**文書の抜粋:**
____________________

「いつの間に もう秋! 昨日は夏だつた……」と立原道造ならずともつぶやいてしまうような夏の終わり、2014年8月24日(日)に第3回神戸読書会を開催いたしました。今回の課題書はガブリエル・ガルシア=マルケスの『予告された殺人の記録』(新潮文庫ほか)。ラテンアメリカ文学の巨星でマジック・リアリズムの使い手、代表作『百年の孤独』は焼酎にもその名を冠される名作。しかも今年のサッカーW杯で地味に有名になってしまったコロンビア出身の1982年ノーベル文学賞受賞作家。そのガルシア=マルケスが「自らの最高傑作」と語る中編小説です。

「翻訳ミステリー」と銘打つ読書会としては、いささかずれた選書といえないこともないので、「まあ、『殺人』ってタイトルに入ってるから大丈夫だろう!」と根拠のない自信を持ちつつもおそるおそる募集を始めました。参加者は最終的に18名、しかもうち5名が翻ミス読書会初参加とのこと。「文庫本だと薄くてリーズナブルなワンコイン価格(2014/09/19 07:50時点)」の呼び込みが効いたのか、それとも「『ガルシア=マルケス?読んだことあるよ、うふふ』と自慢できます!」の誘いが読書家心をくすぐったのか、盛況のうちに開始することができました。

まず自己紹介をかねて、課題書の感想をうかがいました。ガルシア=マルケス歴はまったくの初読から、『百年の孤独』挫折&読了組、課題書の読書会(当会とは別の企画)への参加歴あり、ガルシア=マルケス作品ほぼグランドスラムの勇者までさまざまです。みなさん、

・共同体の中の閉塞感がすごい

・愛と名誉の密度が濃い

・そもそも、被害者は(犯行の動機と思われる「事件」とは別として)そんなに悪者じゃない気がする

・被害者の印象が意外と薄い

・あの手紙の束が、最終的にああいう扱いだったというオチには衝撃

・国内ミステリーでいうなら『本陣殺人事件』っぽい

 と、メインのストーリーとともにディテールも楽しんでいただけたご様子。さらに、

・誰が誰と夫婦なのかわからなくなる(執筆者注:スペイン語圏はだいたい夫婦別姓)

は、流行の北欧ミステリーの人物名に苦労されているかたも多いと聞きますし、わかりますわかります。しかも、

・村長なのに通称が「大佐」では、読んでいるほうとしては困る

ですね、異論はまったくありません。

____________________

**次の課題:**
1 – 次の(a)〜(c)が読書会の報告文の内容と合っているかを、それぞれ「はい」か「いいえ」で答えてください。判断の根拠となる報告文の語句もそのまま引用してください。(a) 参加者は18名で、そのうち5名が翻ミス読書会に初めて参加した。(b) 今回の課題書は『百年の孤独』だった。(c) 今回の読書会は第2回の神戸読書会だった。
2 – 読書会の報告文を、最後の文の後から書き継いでください。

____________________

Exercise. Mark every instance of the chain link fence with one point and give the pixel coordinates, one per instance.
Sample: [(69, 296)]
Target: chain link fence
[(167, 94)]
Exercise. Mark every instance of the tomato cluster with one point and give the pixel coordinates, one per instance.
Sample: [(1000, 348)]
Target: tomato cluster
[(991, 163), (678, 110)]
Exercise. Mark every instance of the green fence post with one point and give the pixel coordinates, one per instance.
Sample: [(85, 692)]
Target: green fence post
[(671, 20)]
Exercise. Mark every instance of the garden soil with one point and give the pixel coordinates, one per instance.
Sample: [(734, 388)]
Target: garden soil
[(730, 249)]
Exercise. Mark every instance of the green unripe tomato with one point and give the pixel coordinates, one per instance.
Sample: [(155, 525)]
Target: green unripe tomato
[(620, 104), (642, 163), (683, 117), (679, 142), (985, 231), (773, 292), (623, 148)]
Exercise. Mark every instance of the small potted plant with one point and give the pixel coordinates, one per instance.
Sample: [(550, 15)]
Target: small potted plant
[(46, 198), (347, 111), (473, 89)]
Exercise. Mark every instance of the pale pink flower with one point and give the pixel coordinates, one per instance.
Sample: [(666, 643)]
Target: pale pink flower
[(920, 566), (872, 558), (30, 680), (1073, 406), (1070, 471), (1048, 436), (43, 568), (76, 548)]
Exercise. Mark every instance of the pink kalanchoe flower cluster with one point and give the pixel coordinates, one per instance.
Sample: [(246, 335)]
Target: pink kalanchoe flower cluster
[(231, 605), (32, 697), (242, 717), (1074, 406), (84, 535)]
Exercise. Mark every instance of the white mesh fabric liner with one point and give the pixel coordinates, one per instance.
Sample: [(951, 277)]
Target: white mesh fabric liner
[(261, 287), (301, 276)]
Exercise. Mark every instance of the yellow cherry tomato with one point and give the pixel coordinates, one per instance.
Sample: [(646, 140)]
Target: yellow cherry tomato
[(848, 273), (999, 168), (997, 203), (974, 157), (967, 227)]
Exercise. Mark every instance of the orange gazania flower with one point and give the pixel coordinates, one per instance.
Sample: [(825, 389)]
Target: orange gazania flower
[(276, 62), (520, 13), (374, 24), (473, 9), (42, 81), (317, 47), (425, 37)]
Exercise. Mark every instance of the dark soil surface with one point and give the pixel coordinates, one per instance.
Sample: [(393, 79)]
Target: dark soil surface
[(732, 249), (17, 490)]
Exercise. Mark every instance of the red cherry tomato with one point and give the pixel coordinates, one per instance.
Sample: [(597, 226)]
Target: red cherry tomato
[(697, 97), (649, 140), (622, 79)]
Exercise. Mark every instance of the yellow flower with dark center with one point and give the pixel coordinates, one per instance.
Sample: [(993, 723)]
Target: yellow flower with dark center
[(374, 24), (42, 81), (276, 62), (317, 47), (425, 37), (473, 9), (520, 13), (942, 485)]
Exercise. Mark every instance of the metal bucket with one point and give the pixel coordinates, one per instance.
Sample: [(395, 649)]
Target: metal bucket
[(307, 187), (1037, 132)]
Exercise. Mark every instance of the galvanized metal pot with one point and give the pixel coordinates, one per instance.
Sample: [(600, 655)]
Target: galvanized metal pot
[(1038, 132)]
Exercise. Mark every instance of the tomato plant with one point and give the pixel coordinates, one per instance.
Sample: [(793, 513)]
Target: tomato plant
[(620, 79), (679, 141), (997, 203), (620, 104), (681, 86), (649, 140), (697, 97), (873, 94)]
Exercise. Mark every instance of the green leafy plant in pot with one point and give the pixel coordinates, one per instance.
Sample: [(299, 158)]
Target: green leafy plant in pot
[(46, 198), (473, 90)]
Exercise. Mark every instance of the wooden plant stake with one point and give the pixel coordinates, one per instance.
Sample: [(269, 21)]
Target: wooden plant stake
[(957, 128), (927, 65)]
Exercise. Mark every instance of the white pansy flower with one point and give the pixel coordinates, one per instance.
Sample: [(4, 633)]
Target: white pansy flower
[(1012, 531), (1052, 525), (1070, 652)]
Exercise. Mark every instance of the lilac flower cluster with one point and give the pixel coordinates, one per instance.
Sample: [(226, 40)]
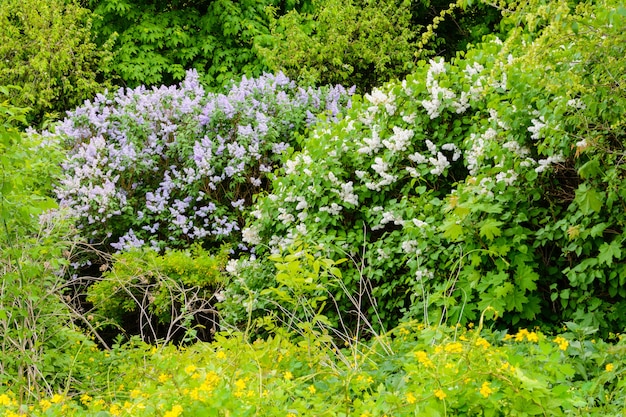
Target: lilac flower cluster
[(165, 166)]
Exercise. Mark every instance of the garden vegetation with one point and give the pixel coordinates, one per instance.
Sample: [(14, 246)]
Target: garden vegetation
[(312, 208)]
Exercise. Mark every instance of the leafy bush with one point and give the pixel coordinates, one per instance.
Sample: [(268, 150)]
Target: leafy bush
[(166, 297), (47, 51), (474, 183), (39, 343), (174, 165), (361, 42), (157, 41)]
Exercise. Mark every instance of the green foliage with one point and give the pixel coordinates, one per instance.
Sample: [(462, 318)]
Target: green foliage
[(361, 43), (169, 295), (39, 344), (414, 370), (459, 189), (47, 51), (156, 42)]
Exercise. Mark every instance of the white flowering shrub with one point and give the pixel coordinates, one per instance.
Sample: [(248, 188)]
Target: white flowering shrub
[(168, 166), (471, 184)]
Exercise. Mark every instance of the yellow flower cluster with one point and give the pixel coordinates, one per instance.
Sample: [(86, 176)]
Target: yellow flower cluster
[(562, 342), (439, 393), (202, 392), (176, 411), (454, 347), (422, 357)]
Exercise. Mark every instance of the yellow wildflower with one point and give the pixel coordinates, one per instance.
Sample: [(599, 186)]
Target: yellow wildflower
[(115, 410), (45, 404), (521, 335), (410, 398), (176, 411), (240, 384), (480, 342), (485, 389), (562, 342), (440, 394), (422, 357), (454, 347)]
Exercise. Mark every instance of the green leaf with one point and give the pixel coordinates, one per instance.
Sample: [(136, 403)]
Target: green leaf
[(589, 169), (489, 228), (588, 199), (451, 230), (608, 251)]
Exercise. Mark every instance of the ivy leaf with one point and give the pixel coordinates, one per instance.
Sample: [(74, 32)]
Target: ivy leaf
[(525, 278), (490, 228), (588, 199), (608, 251), (451, 230)]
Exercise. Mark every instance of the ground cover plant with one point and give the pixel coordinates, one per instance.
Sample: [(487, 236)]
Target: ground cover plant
[(448, 244), (443, 371)]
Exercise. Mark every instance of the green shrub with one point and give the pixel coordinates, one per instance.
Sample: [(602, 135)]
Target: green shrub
[(161, 298), (363, 43), (47, 51), (39, 343), (480, 182), (170, 166), (155, 42)]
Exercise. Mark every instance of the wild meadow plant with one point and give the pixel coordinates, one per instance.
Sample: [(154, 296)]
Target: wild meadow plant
[(474, 183), (167, 166)]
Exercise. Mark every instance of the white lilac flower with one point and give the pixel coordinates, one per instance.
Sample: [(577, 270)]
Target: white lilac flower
[(535, 129), (451, 147), (372, 145), (509, 177), (419, 223), (400, 139), (545, 163), (410, 118), (418, 158), (409, 246), (440, 164), (333, 210), (250, 235), (231, 267), (576, 103), (347, 194), (423, 274), (437, 66)]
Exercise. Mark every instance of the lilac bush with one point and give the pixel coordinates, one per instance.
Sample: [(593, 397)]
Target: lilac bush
[(165, 166)]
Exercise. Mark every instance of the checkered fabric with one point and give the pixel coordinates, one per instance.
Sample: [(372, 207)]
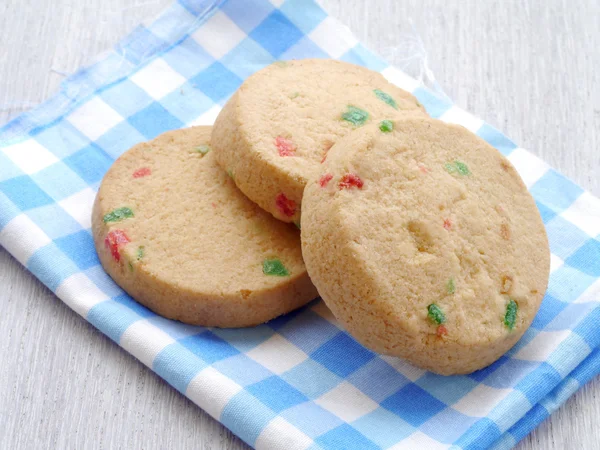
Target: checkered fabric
[(297, 382)]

____________________

**課題ごとの解答:**
1 –
(a) はい。「参加者は最終的に18名、しかもうち5名が翻ミス読書会初参加とのこと」
(b) いいえ。「今回の課題書はガブリエル・ガルシア=マルケスの『予告された殺人の記録』(新潮文庫ほか)」
(c) いいえ。「2014年8月24日(日)に第3回神戸読書会を開催いたしました」

2 –
 このほかにもさまざまな感想や意見が飛び交いましたが、意外だったのは、

・被害者の遺体の解剖場面が強烈

との感想が多く聞かれたことです。犯罪小説読みがこれだけ集まっているなか、その歴戦の猛者をして「実にえぐい」「夢に出てきた」と言わしめる描写とはどういうこと?たしかに、凶器が屠畜用ナイフという点からしてプリミティブになかなか強烈だし、犯行後の被害者の行動も、「刺されたあとにあんなことができるのか?」と素直な感想がもれてしまうほどに、素っ頓狂ながらも鮮烈な描写です。そうはいっても、ミステリー小説で描かれる殺人も、被害者の殺害、あるいは死亡をプロセスこみでビジュアル化すると、鬱に陥るだけですまないほどに陰惨なものが多いのも事実です。ただ、その陰惨さがあっても、ミステリー小説は前に軽々と(個人差はあっても)読み進められる。なぜなら、それは実はミステリー小説にとって、これでもかと力を入れて描写する部分ではないからでしょう。書き手と読み手がそこにリソースを過剰に割かず、事件解決までのプロセスに振り向けるのがミステリー小説であって、同じ殺人を取り上げていながらも、この作品がミステリーとは言いがたい点はそこなのかもしれません。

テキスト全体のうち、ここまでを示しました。